→ **Task prompt**
Copy every one of the rows below back out word for word, changing nothing.

→ **Data for this task**
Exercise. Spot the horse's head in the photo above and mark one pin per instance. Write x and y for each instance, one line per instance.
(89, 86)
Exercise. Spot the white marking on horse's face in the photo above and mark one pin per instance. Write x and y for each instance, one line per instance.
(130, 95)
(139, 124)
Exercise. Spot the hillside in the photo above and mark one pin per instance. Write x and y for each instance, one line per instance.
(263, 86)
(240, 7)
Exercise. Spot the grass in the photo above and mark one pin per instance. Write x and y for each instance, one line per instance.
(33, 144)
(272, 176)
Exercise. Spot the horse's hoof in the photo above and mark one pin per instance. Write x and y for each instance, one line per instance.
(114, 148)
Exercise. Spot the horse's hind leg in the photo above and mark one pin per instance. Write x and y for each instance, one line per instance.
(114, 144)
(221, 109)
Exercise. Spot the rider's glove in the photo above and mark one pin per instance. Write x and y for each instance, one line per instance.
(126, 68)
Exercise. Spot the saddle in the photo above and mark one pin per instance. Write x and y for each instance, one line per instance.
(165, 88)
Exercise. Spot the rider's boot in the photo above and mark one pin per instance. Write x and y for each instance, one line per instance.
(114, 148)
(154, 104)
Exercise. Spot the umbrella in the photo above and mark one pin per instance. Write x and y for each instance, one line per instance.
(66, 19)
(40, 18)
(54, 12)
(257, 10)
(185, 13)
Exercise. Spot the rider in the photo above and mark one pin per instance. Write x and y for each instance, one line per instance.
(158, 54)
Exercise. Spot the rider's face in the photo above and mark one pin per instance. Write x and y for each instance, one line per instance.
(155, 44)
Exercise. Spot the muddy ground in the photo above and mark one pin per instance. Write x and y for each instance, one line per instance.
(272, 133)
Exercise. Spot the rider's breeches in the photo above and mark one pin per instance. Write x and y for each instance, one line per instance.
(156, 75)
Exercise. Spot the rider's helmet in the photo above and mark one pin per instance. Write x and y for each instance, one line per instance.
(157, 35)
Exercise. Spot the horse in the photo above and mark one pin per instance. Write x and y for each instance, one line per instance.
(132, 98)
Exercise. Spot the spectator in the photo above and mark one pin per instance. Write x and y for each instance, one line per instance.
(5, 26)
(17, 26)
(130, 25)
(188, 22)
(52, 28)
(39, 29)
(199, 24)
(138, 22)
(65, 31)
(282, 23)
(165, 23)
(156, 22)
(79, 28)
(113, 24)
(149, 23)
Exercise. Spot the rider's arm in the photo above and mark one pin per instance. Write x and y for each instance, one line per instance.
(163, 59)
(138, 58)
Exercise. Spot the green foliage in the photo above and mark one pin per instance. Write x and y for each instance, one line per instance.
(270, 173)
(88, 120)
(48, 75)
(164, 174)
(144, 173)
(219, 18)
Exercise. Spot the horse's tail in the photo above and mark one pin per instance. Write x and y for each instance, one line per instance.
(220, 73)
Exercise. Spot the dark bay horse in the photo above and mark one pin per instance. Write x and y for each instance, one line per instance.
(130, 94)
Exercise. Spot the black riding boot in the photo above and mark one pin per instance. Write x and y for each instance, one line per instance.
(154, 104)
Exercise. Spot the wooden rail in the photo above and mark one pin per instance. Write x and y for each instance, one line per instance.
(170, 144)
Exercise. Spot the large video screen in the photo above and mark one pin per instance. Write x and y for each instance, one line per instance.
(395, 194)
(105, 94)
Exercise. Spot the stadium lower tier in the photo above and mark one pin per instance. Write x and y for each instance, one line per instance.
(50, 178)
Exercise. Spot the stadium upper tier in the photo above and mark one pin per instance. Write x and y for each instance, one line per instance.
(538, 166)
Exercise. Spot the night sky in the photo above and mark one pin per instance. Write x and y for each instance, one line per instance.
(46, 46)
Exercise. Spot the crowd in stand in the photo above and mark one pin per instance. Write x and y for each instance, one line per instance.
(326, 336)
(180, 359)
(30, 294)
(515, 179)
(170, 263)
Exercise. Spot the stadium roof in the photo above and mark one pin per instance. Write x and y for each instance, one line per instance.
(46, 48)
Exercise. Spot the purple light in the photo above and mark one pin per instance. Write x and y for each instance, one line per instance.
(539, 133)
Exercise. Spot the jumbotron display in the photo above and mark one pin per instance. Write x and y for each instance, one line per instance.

→ **Written reply**
Exercise. Spot the horse's head in the photo above and mark one pin per instance. Write x and y for each instance, one line per instance.
(89, 86)
Exercise. Spot the white marking on horse's face in the photo above and mark one pin per instance. Write x and y for each instance, one line per instance.
(130, 95)
(139, 124)
Exercise. Spot the hillside in the photo above and mark one pin per instance. Write x and y for each instance, one line per instance.
(263, 86)
(240, 7)
Exercise. Spot the grass in the photo above and mark one pin per instance. Write x and y for each instance, one line per instance.
(33, 144)
(272, 176)
Exercise. Spot the horse's hoof in the photo above and mark one pin per instance. Write x and y for each instance, one line per instance.
(114, 148)
Exercise. Spot the horse's hind leg in the photo above and mark one pin per instance. Write x and y for each instance, one line per instance.
(114, 144)
(221, 109)
Exercise. Spot the rider's glove in the photo above and mark one pin per instance. Write x and y for each instance, one line per instance.
(126, 68)
Exercise. Spot the saddle in the photo above and mark one pin per instance. Write x and y for each instance, one line per instance.
(165, 88)
Exercise. Spot the rider's boot in the photo above and mark one pin per instance. Write x and y for each instance, one line per instance.
(114, 148)
(154, 104)
Exercise. Spot the umbrella in the photo above and mark one pin per instance. Write x and y for each instance, one line per instance.
(66, 19)
(40, 18)
(54, 12)
(257, 10)
(185, 13)
Exercise. Spot the rider in the photo above and mark one pin per instance. Write x and y for each instance, one line per instance.
(158, 54)
Exercise. Spot the rider's face in the photo above and mark one pin per instance. Write x and y for each instance, one line per instance.
(155, 44)
Exercise. Spot the muddy ground in the photo above and mark one pin per instance. Write x and y for each instance, one line per instance.
(272, 133)
Exercise. Spot the rider's breeches in the photo above and mark one pin per instance. Write x and y for each instance, one line per instance.
(156, 75)
Exercise. Spot the rider's helmet in the photo above and mark one pin per instance. Write x and y for each instance, one line per instance.
(157, 35)
Exercise. Spot the horse in the photo above and mark one pin per instance. Write x and y for each instance, one line per instance.
(132, 98)
Exercise. Spot the spectator in the photo above and mark one pin per instance. Write x and y for each instance, one line per instance.
(5, 26)
(17, 26)
(130, 25)
(188, 22)
(52, 28)
(39, 29)
(199, 24)
(138, 22)
(65, 31)
(282, 23)
(165, 23)
(156, 22)
(79, 28)
(113, 24)
(149, 23)
Exercise. Spot the rider's arm in the photo above and mark one pin per instance. Write x and y for each instance, one line per instance.
(163, 59)
(138, 58)
Exercise. Spot the green foliage in the photo above and mark one pin per instance. Write x and y for each instance, one line per instance.
(270, 173)
(88, 120)
(48, 75)
(164, 174)
(144, 173)
(219, 18)
Exercise. Spot the horse's tail in the photo above and mark one pin per instance. Write x and y for each instance, one line per instance.
(220, 73)
Exercise. Spot the dark bay horse in the photo above and mark one pin per instance. Write x and y for each instance, one line per instance.
(130, 94)
Exercise. Spot the black riding boot in the photo above and mark one pin per instance. Write x and y for each instance, one line per instance.
(154, 104)
Exercise. Spot the wooden rail in the photo above and mark one pin per instance. Write x and y for each instance, one line per instance.
(170, 144)
Exercise. Spot the large video screen in the photo above and mark one pin per instance. Write x and y for each instance, one line per instance.
(395, 194)
(105, 94)
Exercise. Spot the stadium lower tier in the photo above and mark one pin per instance. Write x and y for each instance, one line per instance.
(50, 178)
Exercise. Spot the stadium upper tier in the photo above and mark one pin per instance. Write x and y for each instance, one line per instance.
(538, 166)
Exercise. Spot the night sky in the photo above and mark one pin per instance. Write x and y for each instance, one line per instance.
(46, 46)
Exercise. Spot the crowd in stand in the photo above and mark one pin per instance. Write x and y for each instance, one line per instance.
(326, 336)
(180, 359)
(30, 294)
(515, 179)
(170, 263)
Exercise. Spot the stadium roof in the photo above and mark one pin per instance. Write x and y for each instance, one line per instance.
(46, 48)
Exercise. Spot the purple light in the photo above and mark one pin per instance. Write x and y for each instance, one line per instance.
(539, 133)
Exercise. Spot the jumbotron display in the photo above and mark one pin per instance. Write x and y for each instance, one line per instance.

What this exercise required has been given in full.